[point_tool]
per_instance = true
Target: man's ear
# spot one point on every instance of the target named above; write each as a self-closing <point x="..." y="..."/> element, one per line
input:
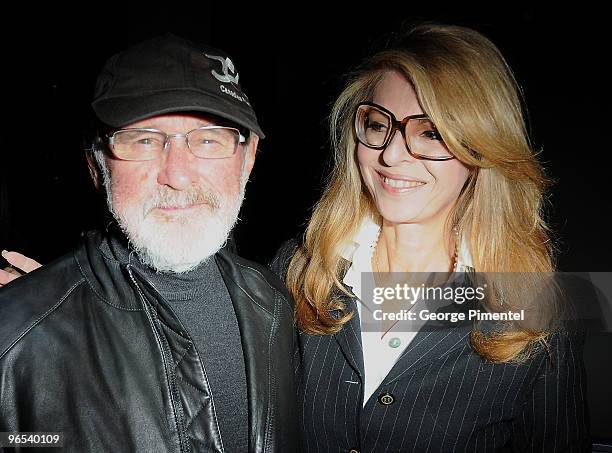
<point x="94" y="170"/>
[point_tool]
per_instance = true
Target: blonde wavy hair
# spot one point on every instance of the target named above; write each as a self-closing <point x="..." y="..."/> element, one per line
<point x="466" y="87"/>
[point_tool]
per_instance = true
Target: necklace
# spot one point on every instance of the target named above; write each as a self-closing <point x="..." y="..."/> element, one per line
<point x="455" y="254"/>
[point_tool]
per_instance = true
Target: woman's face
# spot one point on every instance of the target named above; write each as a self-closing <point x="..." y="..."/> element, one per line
<point x="405" y="189"/>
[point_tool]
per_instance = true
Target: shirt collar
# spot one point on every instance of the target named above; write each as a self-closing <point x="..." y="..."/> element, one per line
<point x="359" y="251"/>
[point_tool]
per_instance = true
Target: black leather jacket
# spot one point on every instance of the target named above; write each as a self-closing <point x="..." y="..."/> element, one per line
<point x="96" y="353"/>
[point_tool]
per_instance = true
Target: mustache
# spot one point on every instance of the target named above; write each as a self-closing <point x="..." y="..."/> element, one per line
<point x="166" y="197"/>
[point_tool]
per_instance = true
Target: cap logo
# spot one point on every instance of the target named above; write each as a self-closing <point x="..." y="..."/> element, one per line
<point x="227" y="66"/>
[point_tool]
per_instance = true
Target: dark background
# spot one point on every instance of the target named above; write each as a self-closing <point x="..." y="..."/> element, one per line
<point x="291" y="59"/>
<point x="291" y="62"/>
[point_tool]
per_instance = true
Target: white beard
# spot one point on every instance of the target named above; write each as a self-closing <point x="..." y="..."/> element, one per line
<point x="177" y="243"/>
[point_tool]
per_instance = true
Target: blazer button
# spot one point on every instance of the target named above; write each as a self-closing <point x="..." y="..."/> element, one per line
<point x="386" y="399"/>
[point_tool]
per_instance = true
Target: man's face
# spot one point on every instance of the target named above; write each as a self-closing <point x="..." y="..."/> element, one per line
<point x="178" y="210"/>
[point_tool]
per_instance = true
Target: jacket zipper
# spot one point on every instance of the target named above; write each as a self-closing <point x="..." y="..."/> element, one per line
<point x="174" y="397"/>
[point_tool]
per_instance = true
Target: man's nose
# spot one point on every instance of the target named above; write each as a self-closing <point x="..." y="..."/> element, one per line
<point x="177" y="165"/>
<point x="396" y="151"/>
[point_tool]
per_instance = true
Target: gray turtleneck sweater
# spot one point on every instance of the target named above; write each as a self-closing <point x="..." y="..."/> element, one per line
<point x="202" y="303"/>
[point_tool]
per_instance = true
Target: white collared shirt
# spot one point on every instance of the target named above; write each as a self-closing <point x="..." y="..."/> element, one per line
<point x="380" y="350"/>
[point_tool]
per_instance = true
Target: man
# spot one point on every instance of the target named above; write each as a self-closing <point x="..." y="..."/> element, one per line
<point x="152" y="336"/>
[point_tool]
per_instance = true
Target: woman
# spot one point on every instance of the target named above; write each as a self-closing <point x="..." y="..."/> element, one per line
<point x="433" y="172"/>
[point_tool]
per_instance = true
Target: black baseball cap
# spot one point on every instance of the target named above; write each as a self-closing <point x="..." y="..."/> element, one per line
<point x="170" y="74"/>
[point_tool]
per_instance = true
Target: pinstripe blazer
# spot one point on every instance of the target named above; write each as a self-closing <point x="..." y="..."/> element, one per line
<point x="440" y="396"/>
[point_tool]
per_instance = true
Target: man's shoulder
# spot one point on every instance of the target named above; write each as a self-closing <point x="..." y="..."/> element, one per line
<point x="258" y="277"/>
<point x="28" y="300"/>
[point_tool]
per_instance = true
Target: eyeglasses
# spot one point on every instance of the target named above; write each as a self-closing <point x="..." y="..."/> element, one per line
<point x="208" y="142"/>
<point x="375" y="127"/>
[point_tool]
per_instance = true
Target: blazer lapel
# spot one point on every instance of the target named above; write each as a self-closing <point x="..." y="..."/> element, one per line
<point x="349" y="339"/>
<point x="427" y="346"/>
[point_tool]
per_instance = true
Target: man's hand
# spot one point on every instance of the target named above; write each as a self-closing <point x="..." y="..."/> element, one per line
<point x="18" y="262"/>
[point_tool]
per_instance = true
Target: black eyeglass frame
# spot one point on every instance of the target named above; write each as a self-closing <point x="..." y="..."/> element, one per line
<point x="395" y="125"/>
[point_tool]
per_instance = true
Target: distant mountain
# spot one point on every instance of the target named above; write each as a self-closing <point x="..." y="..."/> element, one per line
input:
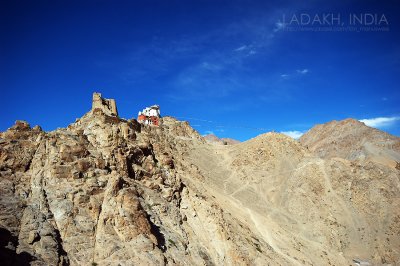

+++

■ WHAT IS BEING ASKED
Only the number is needed here: how many lines of the records contain "shirt"?

■ RESULT FOR THIS TASK
2